Task objective - What is needed is a word-for-word copy of all the entries, minus the pictures.

[Dataset items]
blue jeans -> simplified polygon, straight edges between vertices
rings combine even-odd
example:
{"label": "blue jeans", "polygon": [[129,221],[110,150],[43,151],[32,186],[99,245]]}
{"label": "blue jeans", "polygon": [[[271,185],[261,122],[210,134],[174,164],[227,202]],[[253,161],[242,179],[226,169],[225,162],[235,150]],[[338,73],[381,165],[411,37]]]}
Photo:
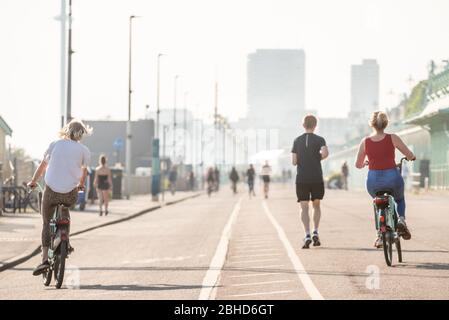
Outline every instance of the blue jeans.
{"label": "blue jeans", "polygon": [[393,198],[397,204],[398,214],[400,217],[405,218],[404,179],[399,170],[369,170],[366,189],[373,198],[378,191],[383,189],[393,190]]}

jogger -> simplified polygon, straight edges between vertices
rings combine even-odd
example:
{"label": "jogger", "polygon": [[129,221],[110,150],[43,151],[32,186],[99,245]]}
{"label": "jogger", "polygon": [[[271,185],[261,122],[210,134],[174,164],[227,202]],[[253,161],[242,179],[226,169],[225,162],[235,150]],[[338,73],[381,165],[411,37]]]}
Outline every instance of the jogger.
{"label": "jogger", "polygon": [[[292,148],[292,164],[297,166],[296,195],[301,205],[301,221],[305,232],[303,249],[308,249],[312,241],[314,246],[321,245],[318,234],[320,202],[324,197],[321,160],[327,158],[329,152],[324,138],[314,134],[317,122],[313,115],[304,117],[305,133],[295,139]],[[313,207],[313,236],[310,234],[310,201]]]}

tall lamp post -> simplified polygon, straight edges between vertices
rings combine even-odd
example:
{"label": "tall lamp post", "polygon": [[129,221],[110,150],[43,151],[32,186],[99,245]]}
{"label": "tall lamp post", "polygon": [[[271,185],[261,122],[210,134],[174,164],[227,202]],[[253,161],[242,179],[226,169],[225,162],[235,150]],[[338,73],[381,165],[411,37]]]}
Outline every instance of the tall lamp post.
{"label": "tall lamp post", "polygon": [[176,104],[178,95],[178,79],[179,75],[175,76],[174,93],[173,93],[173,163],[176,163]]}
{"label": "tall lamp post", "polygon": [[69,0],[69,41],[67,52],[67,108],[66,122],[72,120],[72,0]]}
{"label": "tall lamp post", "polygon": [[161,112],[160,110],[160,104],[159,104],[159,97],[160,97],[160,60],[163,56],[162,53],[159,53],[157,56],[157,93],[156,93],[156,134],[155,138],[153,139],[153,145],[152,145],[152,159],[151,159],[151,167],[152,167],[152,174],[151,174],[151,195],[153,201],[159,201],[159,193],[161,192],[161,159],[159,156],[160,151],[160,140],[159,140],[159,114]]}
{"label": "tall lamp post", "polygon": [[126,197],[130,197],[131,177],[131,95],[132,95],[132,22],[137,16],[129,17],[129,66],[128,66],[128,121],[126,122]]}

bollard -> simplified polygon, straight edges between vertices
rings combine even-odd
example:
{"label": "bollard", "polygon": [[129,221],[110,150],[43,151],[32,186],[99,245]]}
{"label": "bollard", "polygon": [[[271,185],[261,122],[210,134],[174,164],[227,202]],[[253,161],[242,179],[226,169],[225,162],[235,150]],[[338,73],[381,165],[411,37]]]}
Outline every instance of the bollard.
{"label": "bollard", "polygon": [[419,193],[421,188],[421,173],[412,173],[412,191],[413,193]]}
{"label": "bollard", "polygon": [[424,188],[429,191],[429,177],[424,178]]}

Exercise result -
blue jeans -> simplified polygon, straight edges between vertices
rings combine even-odd
example:
{"label": "blue jeans", "polygon": [[129,221],[110,150],[43,151],[32,186],[99,245]]}
{"label": "blue jeans", "polygon": [[[271,185],[261,122],[210,134],[174,164],[227,202]],[[253,161],[242,179],[226,169],[225,162],[235,150]],[[338,73],[381,165],[411,37]]]}
Photo:
Outline every instance of the blue jeans.
{"label": "blue jeans", "polygon": [[393,198],[397,204],[398,214],[400,217],[405,218],[404,179],[399,170],[369,170],[366,189],[373,198],[378,191],[383,189],[393,190]]}

jogger -> simplified polygon, straight edges between vertices
rings combine even-odd
example:
{"label": "jogger", "polygon": [[129,221],[110,150],[43,151],[32,186],[99,245]]}
{"label": "jogger", "polygon": [[[271,185],[261,122],[210,134],[174,164],[227,202]],[[253,161],[242,179],[226,169],[225,162],[235,150]],[[338,73],[381,165],[411,37]]]}
Outline every instance of the jogger.
{"label": "jogger", "polygon": [[[292,148],[292,164],[297,166],[296,195],[301,205],[301,221],[305,232],[303,249],[308,249],[312,241],[314,246],[321,245],[318,234],[320,202],[324,197],[321,160],[327,158],[329,152],[324,138],[314,134],[317,122],[313,115],[304,117],[305,133],[295,139]],[[313,207],[313,236],[310,234],[310,201]]]}

tall lamp post -> simplified polygon, straight edges between vertices
rings combine even-odd
example:
{"label": "tall lamp post", "polygon": [[129,221],[110,150],[43,151],[32,186],[99,245]]}
{"label": "tall lamp post", "polygon": [[[271,185],[261,122],[210,134],[174,164],[227,202]],[[253,161],[242,179],[226,169],[225,162],[235,150]],[[338,73],[381,165],[411,37]]]}
Outline every instance of the tall lamp post.
{"label": "tall lamp post", "polygon": [[176,104],[178,95],[178,79],[179,75],[175,76],[174,93],[173,93],[173,163],[176,163]]}
{"label": "tall lamp post", "polygon": [[69,0],[69,41],[67,52],[67,108],[66,122],[72,120],[72,0]]}
{"label": "tall lamp post", "polygon": [[161,112],[160,110],[160,104],[159,104],[159,97],[160,97],[160,60],[163,56],[162,53],[159,53],[157,56],[157,93],[156,93],[156,134],[155,138],[153,139],[153,145],[152,145],[152,159],[151,159],[151,167],[152,167],[152,174],[151,174],[151,195],[153,201],[159,201],[159,193],[161,192],[161,159],[159,156],[160,151],[160,140],[159,140],[159,114]]}
{"label": "tall lamp post", "polygon": [[126,197],[130,197],[131,177],[131,95],[132,95],[132,22],[137,16],[129,17],[129,66],[128,66],[128,121],[126,122]]}

bollard -> simplified polygon, straight edges between vertices
rings combine even-odd
example:
{"label": "bollard", "polygon": [[129,221],[110,150],[43,151],[32,186],[99,245]]}
{"label": "bollard", "polygon": [[[271,185],[261,122],[210,134],[174,164],[227,202]],[[253,161],[242,179],[226,169],[225,162],[235,150]],[[338,73],[381,165],[411,37]]]}
Outline every instance of the bollard.
{"label": "bollard", "polygon": [[419,193],[421,188],[421,173],[412,173],[412,191],[413,193]]}
{"label": "bollard", "polygon": [[424,188],[429,191],[429,177],[424,178]]}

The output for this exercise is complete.